> _Challenge_
Write out each entry, exactly the way it appears.

> _Task inputs_
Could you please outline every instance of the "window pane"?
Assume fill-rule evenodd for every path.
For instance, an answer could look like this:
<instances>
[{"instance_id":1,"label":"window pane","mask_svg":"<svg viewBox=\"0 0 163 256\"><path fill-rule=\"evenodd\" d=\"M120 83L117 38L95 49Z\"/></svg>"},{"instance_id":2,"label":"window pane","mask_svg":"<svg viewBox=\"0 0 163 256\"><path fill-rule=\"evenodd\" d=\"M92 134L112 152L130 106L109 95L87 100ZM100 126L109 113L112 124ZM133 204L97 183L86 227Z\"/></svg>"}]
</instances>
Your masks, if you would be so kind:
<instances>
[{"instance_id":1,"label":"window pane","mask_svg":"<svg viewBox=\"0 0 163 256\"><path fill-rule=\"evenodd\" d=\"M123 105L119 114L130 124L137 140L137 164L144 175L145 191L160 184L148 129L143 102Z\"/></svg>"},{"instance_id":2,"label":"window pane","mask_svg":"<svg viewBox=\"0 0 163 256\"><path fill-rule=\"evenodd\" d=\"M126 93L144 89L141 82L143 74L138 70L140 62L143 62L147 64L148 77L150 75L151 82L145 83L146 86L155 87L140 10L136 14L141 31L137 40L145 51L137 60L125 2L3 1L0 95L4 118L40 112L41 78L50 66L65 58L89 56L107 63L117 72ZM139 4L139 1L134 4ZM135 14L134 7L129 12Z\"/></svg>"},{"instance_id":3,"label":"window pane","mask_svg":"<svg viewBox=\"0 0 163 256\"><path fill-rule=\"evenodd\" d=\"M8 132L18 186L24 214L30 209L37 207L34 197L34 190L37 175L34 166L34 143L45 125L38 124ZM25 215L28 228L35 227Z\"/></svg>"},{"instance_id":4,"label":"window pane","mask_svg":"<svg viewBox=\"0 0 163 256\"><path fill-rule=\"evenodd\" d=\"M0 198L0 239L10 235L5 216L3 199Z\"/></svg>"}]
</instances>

> _Correct output_
Could you please outline every instance of the "window pane"?
Assume fill-rule evenodd for every path.
For instance, an answer could look like this:
<instances>
[{"instance_id":1,"label":"window pane","mask_svg":"<svg viewBox=\"0 0 163 256\"><path fill-rule=\"evenodd\" d=\"M120 83L117 38L95 49Z\"/></svg>"},{"instance_id":2,"label":"window pane","mask_svg":"<svg viewBox=\"0 0 163 256\"><path fill-rule=\"evenodd\" d=\"M92 134L112 152L130 106L109 95L87 100ZM100 126L109 113L112 124ZM133 204L97 183L86 227Z\"/></svg>"}]
</instances>
Your masks, if you would be so kind:
<instances>
[{"instance_id":1,"label":"window pane","mask_svg":"<svg viewBox=\"0 0 163 256\"><path fill-rule=\"evenodd\" d=\"M123 105L119 114L130 124L137 140L137 164L144 175L145 191L160 184L148 129L143 102Z\"/></svg>"},{"instance_id":2,"label":"window pane","mask_svg":"<svg viewBox=\"0 0 163 256\"><path fill-rule=\"evenodd\" d=\"M126 93L144 89L141 82L143 74L138 70L140 62L143 62L147 64L148 77L150 75L151 82L145 83L146 86L155 87L140 10L136 14L141 31L137 40L145 51L137 60L125 2L3 1L0 95L4 118L40 112L41 78L50 66L65 58L89 56L107 63L117 72ZM139 4L139 1L134 4ZM135 14L134 7L129 12Z\"/></svg>"},{"instance_id":3,"label":"window pane","mask_svg":"<svg viewBox=\"0 0 163 256\"><path fill-rule=\"evenodd\" d=\"M8 132L18 186L24 214L30 209L37 207L34 197L34 190L37 175L34 166L34 143L45 125L38 124ZM25 215L28 228L35 227Z\"/></svg>"},{"instance_id":4,"label":"window pane","mask_svg":"<svg viewBox=\"0 0 163 256\"><path fill-rule=\"evenodd\" d=\"M0 198L0 239L10 235L5 216L3 199Z\"/></svg>"}]
</instances>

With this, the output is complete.